Problem to solve: Would you please write out the records below exactly as they appear?

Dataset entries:
------------------------------------

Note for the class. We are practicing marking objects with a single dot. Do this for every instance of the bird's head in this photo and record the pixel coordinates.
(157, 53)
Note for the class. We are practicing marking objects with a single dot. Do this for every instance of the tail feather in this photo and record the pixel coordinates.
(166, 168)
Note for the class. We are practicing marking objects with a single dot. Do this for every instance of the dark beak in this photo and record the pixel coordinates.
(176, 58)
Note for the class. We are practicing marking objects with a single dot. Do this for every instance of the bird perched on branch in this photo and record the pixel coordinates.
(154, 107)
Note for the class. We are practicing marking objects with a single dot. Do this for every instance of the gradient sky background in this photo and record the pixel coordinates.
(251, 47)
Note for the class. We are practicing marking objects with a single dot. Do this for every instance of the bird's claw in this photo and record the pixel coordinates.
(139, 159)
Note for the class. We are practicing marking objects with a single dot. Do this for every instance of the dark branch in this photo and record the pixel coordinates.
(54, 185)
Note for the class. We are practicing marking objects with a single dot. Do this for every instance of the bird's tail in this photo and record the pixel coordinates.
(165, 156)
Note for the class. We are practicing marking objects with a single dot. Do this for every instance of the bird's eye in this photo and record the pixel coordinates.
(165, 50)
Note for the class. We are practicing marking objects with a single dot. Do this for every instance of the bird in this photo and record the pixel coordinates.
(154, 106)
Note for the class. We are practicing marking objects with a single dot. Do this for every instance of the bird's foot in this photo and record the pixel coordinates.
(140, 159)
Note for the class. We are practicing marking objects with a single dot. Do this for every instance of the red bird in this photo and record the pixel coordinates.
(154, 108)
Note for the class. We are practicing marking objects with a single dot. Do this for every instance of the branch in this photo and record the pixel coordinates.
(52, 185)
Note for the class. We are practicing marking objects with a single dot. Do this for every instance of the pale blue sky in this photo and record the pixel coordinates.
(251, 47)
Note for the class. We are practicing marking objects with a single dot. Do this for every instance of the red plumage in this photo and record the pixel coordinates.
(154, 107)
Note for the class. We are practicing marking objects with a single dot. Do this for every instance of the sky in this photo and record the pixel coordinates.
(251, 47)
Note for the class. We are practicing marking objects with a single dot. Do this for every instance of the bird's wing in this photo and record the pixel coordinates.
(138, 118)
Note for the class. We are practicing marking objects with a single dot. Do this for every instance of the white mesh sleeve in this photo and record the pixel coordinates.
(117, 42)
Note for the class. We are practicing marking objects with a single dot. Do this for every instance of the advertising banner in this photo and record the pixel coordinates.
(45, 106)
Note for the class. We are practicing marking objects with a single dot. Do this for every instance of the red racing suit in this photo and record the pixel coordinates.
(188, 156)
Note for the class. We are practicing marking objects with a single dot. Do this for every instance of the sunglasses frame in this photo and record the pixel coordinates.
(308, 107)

------------------------------------

Solution:
Note for the class. We are practicing marking objects with a single dot. Do this for every instance of the bird's head in this photo and record the pixel coordinates.
(157, 53)
Note for the class. We are practicing marking objects with a single dot. Do this for every instance of the tail feather in this photo and record the pixel coordinates.
(166, 168)
Note for the class. We are practicing marking objects with a single dot. Do this for every instance of the dark beak in this photo and record the pixel coordinates.
(176, 58)
Note for the class. We are practicing marking objects with a single dot. Do this for every instance of the bird perched on branch in this photo and record the pixel coordinates.
(154, 107)
Note for the class. We are practicing marking objects with a single dot. Do this for every instance of the gradient sky background in this photo and record the pixel coordinates.
(251, 47)
Note for the class. We are practicing marking objects with a single dot. Do this for every instance of the bird's claw in this photo and record the pixel coordinates.
(139, 159)
Note for the class. We are practicing marking objects with a single dot. Do this for every instance of the dark branch in this photo and record the pixel coordinates.
(54, 185)
Note for the class. We are practicing marking objects with a single dot. Do this for every instance of the bird's tail in this photo and record the pixel coordinates.
(165, 156)
Note for the class. We are practicing marking objects with a single dot. Do this for every instance of the bird's eye in this photo and record the pixel coordinates.
(165, 50)
Note for the class. We are practicing marking objects with a single dot. Do this for every instance of the bird in this photo and record the pixel coordinates.
(154, 106)
Note for the class. We are practicing marking objects with a single dot. Do this for every instance of the bird's foot in this photo and record the pixel coordinates.
(140, 159)
Note for the class. We are practicing marking objects with a single dot. Do this for every instance of the red bird in this photo and record the pixel coordinates.
(154, 108)
Note for the class. We are practicing marking objects with a single dot. Do this for every instance of the branch in this photo and record the pixel coordinates.
(52, 185)
Note for the class. We are practicing marking objects with a single dot. Do this for every instance of the pale blue sky in this photo and record the pixel coordinates.
(251, 47)
Note for the class. We are practicing marking objects with a single dot. Do this for every instance of the red plumage in this photo and record the pixel coordinates.
(154, 107)
Note for the class. We are practicing marking objects with a single dot. Do this for every instance of the sky in this photo and record the pixel coordinates.
(251, 47)
Note for the class. We are practicing marking objects with a single dot. Do this for every instance of the bird's wing in this photo and record the pixel coordinates.
(138, 118)
Note for the class. We are practicing marking objects with a single dot. Do this for every instance of the white mesh sleeve in this photo and record the pixel coordinates.
(117, 42)
Note for the class. We are practicing marking objects with a single dot. Do this for every instance of the advertising banner in this photo and record the pixel coordinates.
(45, 106)
Note for the class. We are practicing marking objects with a single dot. Do this for every instance of the red racing suit in this photo and record the pixel coordinates.
(188, 156)
Note for the class. We are practicing marking objects with a single dot. Do this for every instance of the sunglasses frame in this photo and record the pixel coordinates.
(308, 107)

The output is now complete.